DATA PROVIDED Start Marker

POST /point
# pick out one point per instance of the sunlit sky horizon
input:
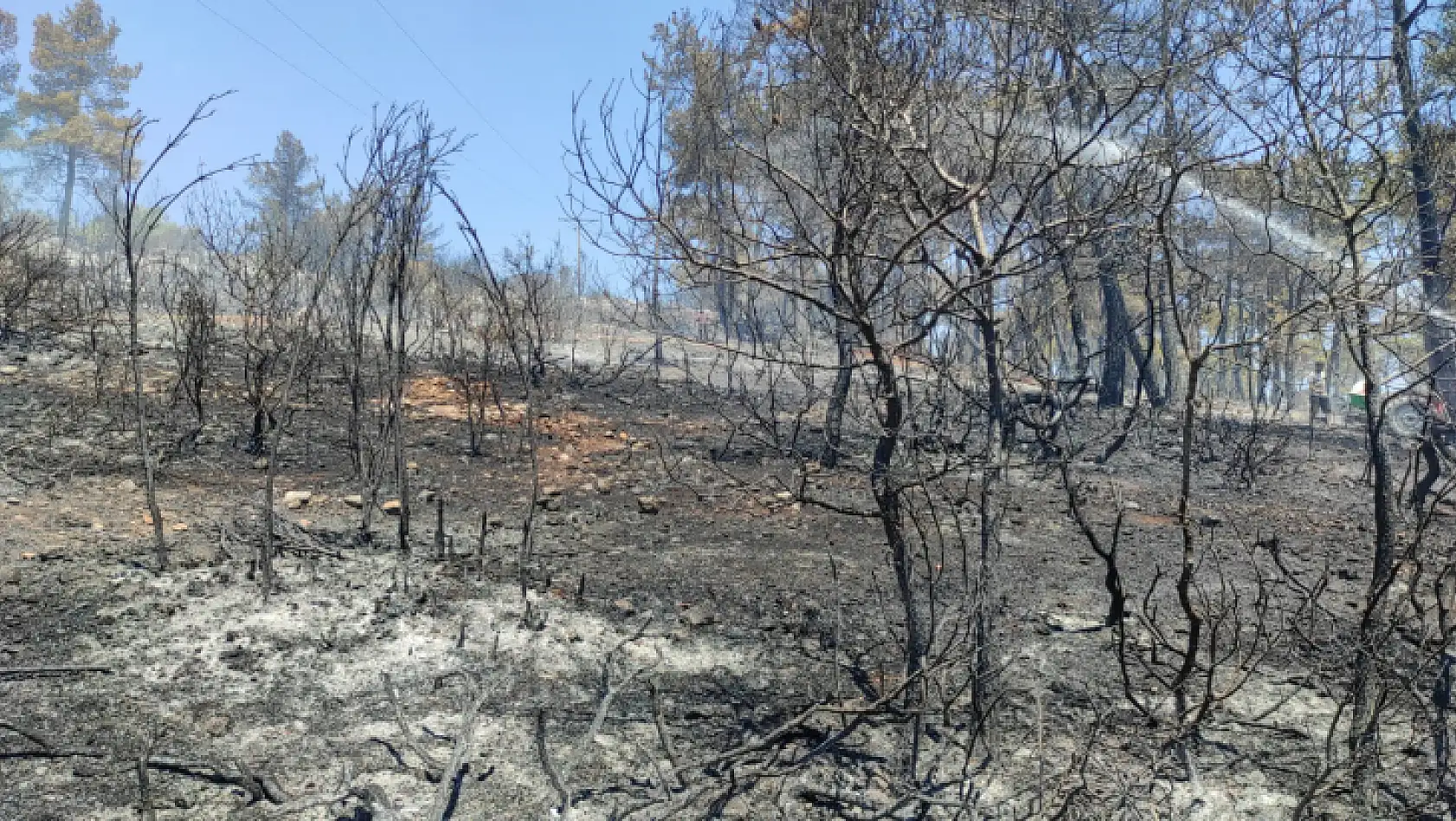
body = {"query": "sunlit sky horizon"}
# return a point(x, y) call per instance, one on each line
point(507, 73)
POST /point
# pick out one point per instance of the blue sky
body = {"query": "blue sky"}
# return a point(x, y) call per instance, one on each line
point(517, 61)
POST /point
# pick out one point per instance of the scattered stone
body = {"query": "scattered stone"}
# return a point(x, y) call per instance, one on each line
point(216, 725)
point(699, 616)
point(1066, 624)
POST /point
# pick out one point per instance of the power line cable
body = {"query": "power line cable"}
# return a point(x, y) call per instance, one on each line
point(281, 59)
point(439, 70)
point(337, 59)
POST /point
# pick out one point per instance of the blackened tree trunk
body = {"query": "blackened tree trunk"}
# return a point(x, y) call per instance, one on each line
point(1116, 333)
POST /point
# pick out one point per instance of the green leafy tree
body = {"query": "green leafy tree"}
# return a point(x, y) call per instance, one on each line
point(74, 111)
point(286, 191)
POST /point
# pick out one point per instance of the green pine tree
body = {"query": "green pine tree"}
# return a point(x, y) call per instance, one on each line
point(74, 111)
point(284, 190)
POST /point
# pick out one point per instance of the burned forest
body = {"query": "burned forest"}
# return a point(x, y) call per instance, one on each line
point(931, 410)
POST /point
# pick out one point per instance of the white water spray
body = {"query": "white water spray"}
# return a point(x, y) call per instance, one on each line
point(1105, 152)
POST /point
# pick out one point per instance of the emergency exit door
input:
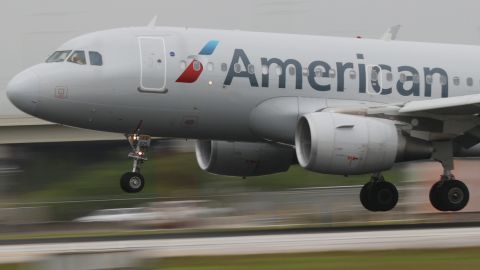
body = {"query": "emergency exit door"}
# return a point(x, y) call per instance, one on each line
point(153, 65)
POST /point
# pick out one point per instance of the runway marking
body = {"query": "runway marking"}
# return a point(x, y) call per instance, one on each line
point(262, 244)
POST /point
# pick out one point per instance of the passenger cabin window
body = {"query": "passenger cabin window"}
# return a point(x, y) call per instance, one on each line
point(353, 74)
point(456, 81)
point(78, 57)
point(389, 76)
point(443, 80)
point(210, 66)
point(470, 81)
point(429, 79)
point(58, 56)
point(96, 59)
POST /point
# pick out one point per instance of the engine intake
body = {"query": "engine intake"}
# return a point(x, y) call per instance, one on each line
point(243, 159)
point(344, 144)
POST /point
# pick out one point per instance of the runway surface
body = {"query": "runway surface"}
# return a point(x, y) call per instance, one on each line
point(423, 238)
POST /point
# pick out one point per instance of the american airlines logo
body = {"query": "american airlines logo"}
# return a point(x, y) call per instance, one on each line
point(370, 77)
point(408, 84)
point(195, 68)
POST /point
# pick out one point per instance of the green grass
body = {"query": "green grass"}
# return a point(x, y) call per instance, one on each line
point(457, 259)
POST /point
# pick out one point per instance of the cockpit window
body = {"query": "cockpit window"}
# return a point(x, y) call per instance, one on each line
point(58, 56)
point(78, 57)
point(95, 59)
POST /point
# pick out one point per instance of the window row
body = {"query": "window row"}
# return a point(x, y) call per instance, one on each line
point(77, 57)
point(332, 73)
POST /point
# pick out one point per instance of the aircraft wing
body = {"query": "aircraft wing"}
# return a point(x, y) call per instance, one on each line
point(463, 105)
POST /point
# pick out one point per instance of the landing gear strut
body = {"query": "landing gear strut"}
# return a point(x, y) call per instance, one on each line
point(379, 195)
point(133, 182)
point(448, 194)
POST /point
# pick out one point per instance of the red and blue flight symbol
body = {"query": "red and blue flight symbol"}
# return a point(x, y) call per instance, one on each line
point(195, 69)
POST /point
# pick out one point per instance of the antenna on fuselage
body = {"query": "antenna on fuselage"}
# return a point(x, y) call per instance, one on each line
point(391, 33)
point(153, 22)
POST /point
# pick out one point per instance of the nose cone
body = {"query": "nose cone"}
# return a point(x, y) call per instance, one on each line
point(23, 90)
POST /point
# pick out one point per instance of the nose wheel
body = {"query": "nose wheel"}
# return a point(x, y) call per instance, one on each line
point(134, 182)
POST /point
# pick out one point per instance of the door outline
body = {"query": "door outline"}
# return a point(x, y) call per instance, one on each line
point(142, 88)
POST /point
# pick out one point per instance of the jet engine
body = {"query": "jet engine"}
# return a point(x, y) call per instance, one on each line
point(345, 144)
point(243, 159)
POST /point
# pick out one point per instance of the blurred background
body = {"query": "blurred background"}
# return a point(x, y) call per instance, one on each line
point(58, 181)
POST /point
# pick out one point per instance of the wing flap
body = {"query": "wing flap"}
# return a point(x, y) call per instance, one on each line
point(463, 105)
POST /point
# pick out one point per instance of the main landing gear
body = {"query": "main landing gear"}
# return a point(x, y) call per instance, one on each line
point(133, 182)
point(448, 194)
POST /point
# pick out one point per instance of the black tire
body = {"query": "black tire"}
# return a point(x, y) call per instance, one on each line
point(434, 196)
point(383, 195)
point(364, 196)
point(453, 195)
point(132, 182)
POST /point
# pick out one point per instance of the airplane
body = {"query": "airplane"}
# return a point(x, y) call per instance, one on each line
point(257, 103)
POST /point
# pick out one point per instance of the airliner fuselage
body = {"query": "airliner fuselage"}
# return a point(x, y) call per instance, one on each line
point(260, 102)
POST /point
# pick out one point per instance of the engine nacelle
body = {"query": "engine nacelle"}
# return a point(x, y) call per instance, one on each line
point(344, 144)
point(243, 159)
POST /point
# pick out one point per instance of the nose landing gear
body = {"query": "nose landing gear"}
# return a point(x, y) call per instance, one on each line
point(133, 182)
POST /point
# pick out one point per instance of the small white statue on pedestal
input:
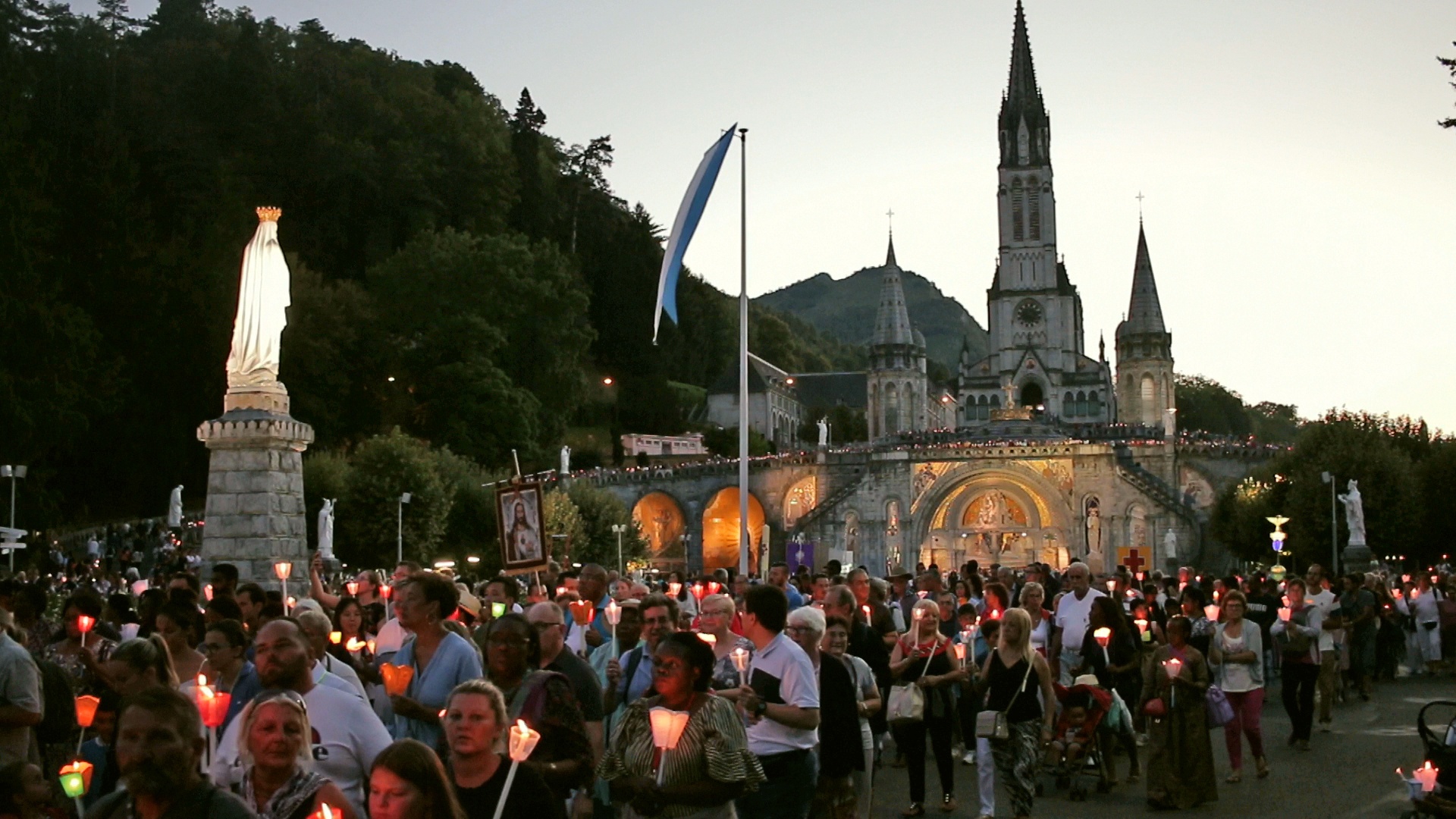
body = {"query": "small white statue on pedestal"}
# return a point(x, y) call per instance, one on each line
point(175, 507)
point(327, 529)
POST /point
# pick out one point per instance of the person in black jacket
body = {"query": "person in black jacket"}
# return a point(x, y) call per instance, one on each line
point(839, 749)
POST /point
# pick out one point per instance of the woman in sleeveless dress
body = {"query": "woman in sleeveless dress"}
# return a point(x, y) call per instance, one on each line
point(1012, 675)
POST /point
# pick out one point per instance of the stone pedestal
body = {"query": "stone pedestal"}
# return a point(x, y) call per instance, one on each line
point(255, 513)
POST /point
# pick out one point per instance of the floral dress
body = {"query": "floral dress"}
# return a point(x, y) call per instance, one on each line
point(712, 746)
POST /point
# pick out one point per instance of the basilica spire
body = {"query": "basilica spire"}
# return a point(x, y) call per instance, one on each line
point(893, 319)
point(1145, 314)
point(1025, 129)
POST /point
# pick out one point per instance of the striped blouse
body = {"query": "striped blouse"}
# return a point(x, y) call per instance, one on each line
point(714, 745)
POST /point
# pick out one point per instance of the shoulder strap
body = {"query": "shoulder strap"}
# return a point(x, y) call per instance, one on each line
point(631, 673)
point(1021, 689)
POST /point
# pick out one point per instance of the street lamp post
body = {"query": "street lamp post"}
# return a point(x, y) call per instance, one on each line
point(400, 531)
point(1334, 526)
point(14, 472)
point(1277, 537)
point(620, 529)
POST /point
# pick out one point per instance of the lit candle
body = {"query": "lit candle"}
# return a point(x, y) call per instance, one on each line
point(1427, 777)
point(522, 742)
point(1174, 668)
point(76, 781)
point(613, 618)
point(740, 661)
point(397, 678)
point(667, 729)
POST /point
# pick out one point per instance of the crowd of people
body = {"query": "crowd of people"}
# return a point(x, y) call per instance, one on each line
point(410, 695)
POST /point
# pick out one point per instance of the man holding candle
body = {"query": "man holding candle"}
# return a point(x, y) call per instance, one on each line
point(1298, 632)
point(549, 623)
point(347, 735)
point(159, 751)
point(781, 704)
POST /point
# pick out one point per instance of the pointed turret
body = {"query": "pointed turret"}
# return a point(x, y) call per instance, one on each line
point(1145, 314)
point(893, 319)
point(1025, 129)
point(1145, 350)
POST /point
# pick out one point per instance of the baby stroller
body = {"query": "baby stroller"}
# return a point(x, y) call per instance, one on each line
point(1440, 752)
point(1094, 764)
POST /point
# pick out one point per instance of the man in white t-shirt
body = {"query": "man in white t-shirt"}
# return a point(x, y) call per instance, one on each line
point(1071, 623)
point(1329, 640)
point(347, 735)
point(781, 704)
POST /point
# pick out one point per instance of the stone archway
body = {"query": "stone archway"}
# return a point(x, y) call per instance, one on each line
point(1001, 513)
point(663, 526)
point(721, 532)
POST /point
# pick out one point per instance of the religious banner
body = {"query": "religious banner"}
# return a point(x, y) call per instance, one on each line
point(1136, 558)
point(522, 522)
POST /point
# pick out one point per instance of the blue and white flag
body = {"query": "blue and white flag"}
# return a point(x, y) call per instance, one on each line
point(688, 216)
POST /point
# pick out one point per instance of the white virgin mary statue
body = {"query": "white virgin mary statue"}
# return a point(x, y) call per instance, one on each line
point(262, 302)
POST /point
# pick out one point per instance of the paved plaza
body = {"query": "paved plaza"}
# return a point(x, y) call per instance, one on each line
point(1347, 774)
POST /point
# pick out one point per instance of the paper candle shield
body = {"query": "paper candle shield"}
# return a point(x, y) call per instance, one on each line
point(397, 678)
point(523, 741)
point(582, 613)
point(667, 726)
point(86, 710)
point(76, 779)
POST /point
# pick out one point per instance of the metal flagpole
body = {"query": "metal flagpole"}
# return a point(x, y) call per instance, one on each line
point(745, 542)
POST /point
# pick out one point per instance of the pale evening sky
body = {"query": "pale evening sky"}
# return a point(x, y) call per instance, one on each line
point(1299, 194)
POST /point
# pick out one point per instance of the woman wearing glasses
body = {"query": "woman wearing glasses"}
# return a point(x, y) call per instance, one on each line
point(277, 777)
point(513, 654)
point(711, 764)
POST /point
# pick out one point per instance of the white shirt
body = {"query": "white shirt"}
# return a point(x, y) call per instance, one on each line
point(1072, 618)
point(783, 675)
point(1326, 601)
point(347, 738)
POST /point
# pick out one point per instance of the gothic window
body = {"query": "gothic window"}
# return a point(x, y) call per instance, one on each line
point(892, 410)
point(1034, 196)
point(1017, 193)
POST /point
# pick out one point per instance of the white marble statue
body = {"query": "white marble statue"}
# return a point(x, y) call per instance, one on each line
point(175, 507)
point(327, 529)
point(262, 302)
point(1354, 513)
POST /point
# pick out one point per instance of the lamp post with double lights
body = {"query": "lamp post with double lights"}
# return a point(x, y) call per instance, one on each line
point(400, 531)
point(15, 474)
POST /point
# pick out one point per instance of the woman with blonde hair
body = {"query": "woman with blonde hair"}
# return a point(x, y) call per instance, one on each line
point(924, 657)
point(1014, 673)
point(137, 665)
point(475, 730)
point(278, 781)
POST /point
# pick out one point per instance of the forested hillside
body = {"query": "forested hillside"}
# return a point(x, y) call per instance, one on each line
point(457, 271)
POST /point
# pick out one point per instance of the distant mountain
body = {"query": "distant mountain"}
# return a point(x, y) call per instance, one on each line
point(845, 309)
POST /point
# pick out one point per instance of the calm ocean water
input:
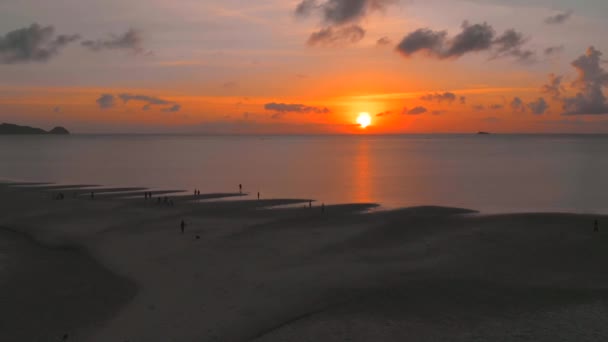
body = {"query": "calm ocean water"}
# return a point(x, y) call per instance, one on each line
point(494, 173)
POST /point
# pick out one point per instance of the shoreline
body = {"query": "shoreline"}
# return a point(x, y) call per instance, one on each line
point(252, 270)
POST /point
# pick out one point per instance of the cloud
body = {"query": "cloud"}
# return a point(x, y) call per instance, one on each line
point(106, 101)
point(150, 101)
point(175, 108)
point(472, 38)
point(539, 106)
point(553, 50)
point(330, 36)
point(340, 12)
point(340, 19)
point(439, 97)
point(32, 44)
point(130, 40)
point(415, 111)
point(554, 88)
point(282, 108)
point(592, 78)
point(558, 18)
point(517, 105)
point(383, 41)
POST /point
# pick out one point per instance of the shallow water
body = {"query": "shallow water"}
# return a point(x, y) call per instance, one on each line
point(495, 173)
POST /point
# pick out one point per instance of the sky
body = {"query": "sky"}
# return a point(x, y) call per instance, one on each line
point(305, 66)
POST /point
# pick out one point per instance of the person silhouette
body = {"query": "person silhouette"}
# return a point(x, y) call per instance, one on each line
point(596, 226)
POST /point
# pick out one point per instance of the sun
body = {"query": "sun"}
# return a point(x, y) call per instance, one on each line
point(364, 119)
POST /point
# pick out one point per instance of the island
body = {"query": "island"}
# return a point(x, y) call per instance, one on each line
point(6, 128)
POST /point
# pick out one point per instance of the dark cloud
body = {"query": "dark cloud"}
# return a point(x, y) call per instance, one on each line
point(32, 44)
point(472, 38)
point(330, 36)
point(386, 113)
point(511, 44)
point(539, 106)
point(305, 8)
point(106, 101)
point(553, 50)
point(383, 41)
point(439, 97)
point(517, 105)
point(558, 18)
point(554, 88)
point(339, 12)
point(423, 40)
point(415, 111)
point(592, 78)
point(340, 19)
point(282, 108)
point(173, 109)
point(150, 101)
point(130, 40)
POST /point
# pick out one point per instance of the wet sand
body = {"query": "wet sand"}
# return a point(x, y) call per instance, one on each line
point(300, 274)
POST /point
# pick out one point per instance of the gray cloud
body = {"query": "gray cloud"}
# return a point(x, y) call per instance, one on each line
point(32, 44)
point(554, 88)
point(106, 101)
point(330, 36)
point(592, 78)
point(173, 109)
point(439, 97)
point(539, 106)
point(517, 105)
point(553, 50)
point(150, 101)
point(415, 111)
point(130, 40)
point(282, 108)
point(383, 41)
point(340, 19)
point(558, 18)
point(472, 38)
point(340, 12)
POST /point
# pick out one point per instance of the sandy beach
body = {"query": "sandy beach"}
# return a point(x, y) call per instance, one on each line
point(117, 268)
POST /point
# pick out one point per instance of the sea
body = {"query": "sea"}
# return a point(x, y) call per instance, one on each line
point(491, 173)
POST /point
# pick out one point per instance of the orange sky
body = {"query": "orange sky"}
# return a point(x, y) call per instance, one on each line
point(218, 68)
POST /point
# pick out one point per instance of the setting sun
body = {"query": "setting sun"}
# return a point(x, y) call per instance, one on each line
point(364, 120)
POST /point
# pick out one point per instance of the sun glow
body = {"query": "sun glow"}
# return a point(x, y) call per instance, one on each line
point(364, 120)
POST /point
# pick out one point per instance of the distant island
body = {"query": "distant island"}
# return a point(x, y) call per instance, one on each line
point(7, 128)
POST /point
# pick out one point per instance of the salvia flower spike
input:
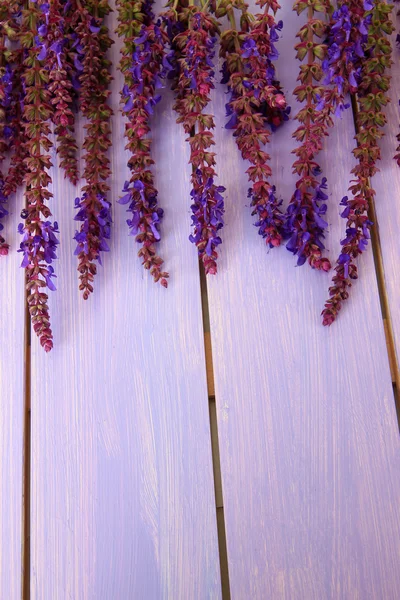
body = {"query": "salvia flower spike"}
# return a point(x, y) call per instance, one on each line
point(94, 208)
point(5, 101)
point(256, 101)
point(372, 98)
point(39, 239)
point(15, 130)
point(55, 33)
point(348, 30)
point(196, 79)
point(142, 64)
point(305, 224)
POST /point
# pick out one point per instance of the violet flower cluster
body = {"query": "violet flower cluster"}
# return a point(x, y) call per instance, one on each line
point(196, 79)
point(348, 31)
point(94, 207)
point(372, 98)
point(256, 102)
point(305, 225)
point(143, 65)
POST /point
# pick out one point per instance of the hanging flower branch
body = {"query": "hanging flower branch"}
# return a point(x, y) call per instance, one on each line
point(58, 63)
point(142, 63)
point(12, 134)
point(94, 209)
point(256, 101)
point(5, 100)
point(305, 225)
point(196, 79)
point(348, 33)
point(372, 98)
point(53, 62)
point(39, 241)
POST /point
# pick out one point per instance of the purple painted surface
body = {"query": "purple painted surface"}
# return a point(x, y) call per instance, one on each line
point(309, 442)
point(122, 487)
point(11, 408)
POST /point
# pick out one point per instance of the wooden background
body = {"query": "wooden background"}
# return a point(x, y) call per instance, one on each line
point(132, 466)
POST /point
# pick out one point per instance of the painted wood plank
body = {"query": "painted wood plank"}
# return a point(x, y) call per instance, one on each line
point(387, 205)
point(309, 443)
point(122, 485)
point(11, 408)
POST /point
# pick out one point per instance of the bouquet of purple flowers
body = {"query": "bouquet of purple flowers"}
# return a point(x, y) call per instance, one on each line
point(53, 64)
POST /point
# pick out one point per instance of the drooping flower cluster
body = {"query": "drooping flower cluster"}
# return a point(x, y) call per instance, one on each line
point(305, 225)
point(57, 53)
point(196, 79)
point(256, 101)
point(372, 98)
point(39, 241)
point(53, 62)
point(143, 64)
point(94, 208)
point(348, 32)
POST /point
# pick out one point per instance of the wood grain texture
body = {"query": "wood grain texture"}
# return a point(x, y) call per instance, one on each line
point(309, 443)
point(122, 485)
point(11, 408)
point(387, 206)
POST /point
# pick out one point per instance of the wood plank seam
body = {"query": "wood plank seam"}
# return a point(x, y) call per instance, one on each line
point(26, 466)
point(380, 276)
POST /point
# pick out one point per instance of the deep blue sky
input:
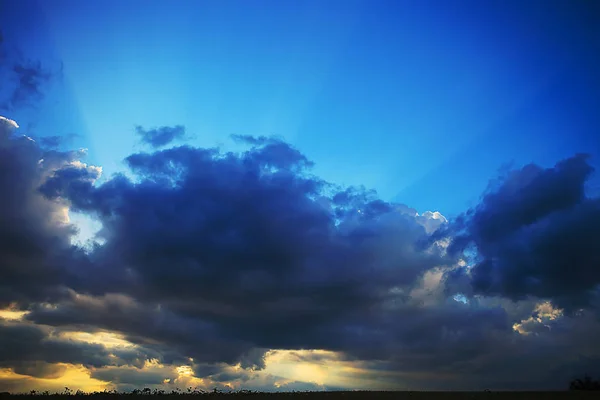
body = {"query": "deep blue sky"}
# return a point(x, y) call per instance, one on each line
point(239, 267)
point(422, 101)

DATA PROVIDED End Marker

Determine how many lines of the records hold the word "orange", giving only that number.

ANSWER:
2